Tasks to carry out =
[1] Translate this sentence from the Pentax K-3 review into Spanish: "The K-3 gets an improved video capability with a more seamless video interface and a wide variety of capture frame rates for both its full HD and HD resolution clips."
[2] From the ratings breakdown in the Pentax K-3 review, list every rated category with its score, leaving out the total.
[3] Continue the Pentax K-3 review from its last sentence.

Extracted text =
#####

Pentax K-3: Conclusion

November 29, 2013 by Jim Keenan Reads (29,712)
Editor's Rating

Ratings Breakdown (1-10)

    • Image/Video Quality
    • 9
    • Features
    • 8
    • Design / Ease of Use
    • 9
    • Performance
    • 9
    • Expandability
    • 10
    • Total Score:
    • 9.00
    • Rating 1 to 10, top score 10

The K-3 is Pentax’s latest flagship DSLR and in typical Pentax fashion offers a lot of performance and features at a relatively bargain price, including weather sealing and a continuous high-speed shooting capability in excess of 8 frames per second. The camera is compatible with Pentax lenses going back decades and because stabilization is built into the camera body you retain stabilization capability no matter how old your lens. The 23.3 megapixel effective resolution is a healthy jump over previous Pentax DSLRs, but Pentax has wisely also built in a fairly robust buffer capacity to support that 8 fps motor for those folks who lean heavily on the shutter button while shooting. The camera lacks an AA filter and the AA filter simulator demonstrated it wasn’t up to the task of completely removing moire in what was admittedly a worst case scenario subject, thus making post processing a possibility in some cases. Caveat emptor…

And then there’s the video… The K-3 gets an improved video capability with a more seamless video interface and a wide variety of capture frame rates for both its full HD and HD resolution clips. But, in typical Pentax video fashion, the camera becomes just the latest Pentax flagship that can’t do continuous autofocus during video capture, a glaring shortcoming in a market where everybody else’s DSLRs do continuous autofocus, with at least one competitor’s latest offering doing it extraordinarily well. Since this is the gripe paragraph, how about jacking that flash sync up to 1/250 second and why is it I can’t fine tune my HDR bracketing shots in manual mode without the camera changing both aperture and shutter speed for each shot?

#####

Records shown =
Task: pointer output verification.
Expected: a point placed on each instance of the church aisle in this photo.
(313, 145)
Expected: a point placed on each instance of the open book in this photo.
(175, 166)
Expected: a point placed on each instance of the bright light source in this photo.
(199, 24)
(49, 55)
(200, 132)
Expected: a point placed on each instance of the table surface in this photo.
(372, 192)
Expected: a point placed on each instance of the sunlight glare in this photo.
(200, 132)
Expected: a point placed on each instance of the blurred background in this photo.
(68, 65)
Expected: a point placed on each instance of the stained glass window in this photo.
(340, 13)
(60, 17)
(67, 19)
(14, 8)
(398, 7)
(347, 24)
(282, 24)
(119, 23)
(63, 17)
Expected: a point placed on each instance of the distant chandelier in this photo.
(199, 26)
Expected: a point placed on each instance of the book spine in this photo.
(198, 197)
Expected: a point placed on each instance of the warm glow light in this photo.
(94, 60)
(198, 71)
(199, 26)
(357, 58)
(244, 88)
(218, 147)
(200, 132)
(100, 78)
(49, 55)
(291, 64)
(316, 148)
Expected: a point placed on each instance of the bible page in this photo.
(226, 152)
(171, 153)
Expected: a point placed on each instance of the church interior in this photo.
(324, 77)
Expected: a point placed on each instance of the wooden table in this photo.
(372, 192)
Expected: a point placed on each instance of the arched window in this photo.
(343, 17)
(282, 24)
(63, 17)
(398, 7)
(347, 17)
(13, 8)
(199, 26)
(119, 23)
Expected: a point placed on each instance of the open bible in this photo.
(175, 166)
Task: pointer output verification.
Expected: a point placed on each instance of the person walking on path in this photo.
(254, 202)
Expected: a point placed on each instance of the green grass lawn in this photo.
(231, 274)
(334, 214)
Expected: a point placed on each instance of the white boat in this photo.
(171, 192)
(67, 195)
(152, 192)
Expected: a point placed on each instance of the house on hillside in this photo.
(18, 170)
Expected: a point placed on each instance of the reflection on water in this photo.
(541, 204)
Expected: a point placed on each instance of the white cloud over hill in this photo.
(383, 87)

#####

Set of answers =
[1] La K-3 obtiene una capacidad de video mejorada, con una interfaz de video más fluida y una amplia variedad de velocidades de fotogramas de captura tanto para sus clips de resolución Full HD como HD.

[2]
- Image/Video Quality: 9
- Features: 8
- Design / Ease of Use: 9
- Performance: 9
- Expandability: 10

[3]
Nitpicking aside, I see the lack of a continuous autofocus feature for video capture as the major black mark against the K-3. Is the resolution increase and slightly more than an additional frame per second continuous shooting rate enough to sway K-5II owners to move up? Hard to say, owners of the older K-5 or other Pentax models might be more apt to make the switch. But for all those uncommitted folks looking to move into something more than an entry- level DSLR but short of a full-blown pro model, the K-3 is worthy of careful consideration.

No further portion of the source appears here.